### Activity list:
1 > Quote the passage on Cry1 binding proteins word for word, from "Although ligand blotting" to "and 110-kDa molecules.".
2 > List each individual Cry1 toxin that the passage on Cry1 binding proteins names.

Although ligand blotting data have to be interpreted with caution (27), in our model of Cry1 binding proteins (Fig. 5), binding competition experiments and ligand blot observations agree. Based on the definition of receptor A being recognized by Cry1Aa, Cry1Ab, and Cry1Ac, receptor A would be comprised of 170- and 110-kDa proteins. How do we reconcile this model with the previous designation of the 170-kDa APN as a low-affinity binding site for Cry1Ac and receptor A (39)? It is not surprising that multiple molecules bind related Cry1A toxins, since this has been shown previously in Manduca sexta (47). Schwartz et al. (47) reported that multiple binding proteins were associated in a complex containing glycosylphosphatidyl inositol-anchored proteins. Also, it is possible that the high-affinity Cry1Ac binding site is a consequence of combined affinity for the 170- and 110-kDa molecules.

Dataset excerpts
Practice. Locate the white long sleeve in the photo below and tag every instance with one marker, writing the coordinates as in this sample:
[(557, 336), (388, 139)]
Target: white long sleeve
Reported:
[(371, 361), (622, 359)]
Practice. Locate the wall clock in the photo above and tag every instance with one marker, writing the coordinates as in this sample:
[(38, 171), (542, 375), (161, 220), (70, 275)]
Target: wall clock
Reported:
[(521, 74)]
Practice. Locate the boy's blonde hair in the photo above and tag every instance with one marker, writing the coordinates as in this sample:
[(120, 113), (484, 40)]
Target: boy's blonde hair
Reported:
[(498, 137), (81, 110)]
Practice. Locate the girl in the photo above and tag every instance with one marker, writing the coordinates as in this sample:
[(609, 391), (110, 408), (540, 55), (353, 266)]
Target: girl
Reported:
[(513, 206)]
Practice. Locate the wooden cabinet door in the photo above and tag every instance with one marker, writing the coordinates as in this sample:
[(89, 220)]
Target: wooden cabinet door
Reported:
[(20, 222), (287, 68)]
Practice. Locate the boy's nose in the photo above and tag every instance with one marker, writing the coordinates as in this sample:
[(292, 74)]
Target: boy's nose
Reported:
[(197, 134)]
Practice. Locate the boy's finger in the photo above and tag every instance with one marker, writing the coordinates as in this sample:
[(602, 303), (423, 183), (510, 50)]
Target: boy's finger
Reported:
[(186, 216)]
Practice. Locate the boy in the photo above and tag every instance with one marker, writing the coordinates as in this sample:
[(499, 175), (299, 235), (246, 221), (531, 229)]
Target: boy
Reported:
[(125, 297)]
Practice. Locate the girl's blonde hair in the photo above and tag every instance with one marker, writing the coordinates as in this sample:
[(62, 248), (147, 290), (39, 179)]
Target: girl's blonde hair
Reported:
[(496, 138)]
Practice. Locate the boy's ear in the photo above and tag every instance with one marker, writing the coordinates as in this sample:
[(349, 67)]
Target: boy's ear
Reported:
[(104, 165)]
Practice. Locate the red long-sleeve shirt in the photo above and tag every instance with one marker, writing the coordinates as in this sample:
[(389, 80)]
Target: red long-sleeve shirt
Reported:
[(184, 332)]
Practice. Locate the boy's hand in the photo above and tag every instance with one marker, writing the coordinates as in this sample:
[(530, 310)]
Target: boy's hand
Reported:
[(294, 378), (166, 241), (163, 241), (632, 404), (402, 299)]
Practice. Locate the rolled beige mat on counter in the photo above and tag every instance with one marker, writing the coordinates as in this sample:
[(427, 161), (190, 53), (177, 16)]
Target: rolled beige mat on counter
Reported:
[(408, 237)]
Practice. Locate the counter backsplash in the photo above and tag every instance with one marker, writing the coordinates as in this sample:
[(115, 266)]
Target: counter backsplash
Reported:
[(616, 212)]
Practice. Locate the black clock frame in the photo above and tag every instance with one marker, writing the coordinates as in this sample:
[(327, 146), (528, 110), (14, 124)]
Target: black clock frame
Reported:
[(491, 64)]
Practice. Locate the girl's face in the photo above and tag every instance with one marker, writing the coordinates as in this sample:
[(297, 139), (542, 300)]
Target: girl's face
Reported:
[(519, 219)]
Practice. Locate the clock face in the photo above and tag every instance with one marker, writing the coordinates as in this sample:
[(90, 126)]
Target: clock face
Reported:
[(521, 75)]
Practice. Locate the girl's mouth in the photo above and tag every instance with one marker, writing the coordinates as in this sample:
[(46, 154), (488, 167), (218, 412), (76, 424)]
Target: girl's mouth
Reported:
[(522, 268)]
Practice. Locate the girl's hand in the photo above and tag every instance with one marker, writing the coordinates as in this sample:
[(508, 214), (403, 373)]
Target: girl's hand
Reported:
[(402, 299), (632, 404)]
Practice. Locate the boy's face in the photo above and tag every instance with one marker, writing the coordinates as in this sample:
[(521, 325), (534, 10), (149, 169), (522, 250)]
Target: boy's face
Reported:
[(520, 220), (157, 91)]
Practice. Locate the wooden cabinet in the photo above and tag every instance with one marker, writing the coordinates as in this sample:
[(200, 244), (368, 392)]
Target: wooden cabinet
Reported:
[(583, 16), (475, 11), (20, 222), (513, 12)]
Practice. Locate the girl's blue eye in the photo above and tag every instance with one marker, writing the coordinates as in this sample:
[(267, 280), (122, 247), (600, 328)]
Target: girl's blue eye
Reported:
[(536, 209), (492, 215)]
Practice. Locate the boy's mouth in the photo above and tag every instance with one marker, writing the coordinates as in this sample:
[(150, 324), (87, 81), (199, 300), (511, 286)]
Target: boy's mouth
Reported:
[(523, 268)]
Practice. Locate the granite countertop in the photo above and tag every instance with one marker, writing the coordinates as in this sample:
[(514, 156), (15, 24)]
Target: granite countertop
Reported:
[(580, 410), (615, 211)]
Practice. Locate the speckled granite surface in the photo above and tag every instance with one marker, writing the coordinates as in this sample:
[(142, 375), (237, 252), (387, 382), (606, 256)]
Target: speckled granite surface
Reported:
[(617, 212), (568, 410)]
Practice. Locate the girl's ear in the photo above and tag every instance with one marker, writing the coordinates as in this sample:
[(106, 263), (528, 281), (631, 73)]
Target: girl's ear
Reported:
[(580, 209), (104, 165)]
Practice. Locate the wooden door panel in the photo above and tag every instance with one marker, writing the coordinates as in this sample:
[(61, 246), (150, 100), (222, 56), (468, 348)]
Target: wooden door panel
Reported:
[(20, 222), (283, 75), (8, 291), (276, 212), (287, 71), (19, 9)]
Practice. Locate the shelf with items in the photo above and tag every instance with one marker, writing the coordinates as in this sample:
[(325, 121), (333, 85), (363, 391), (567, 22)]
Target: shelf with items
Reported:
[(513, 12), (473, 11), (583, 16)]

### Your responses:
1 >
Although ligand blotting data have to be interpreted with caution (27), in our model of Cry1 binding proteins (Fig. 5), binding competition experiments and ligand blot observations agree. Based on the definition of receptor A being recognized by Cry1Aa, Cry1Ab, and Cry1Ac, receptor A would be comprised of 170- and 110-kDa proteins. How do we reconcile this model with the previous designation of the 170-kDa APN as a low-affinity binding site for Cry1Ac and receptor A (39)? It is not surprising that multiple molecules bind related Cry1A toxins, since this has been shown previously in Manduca sexta (47). Schwartz et al. (47) reported that multiple binding proteins were associated in a complex containing glycosylphosphatidyl inositol-anchored proteins. Also, it is possible that the high-affinity Cry1Ac binding site is a consequence of combined affinity for the 170- and 110-kDa molecules.

2 > Cry1Aa, Cry1Ab, Cry1Ac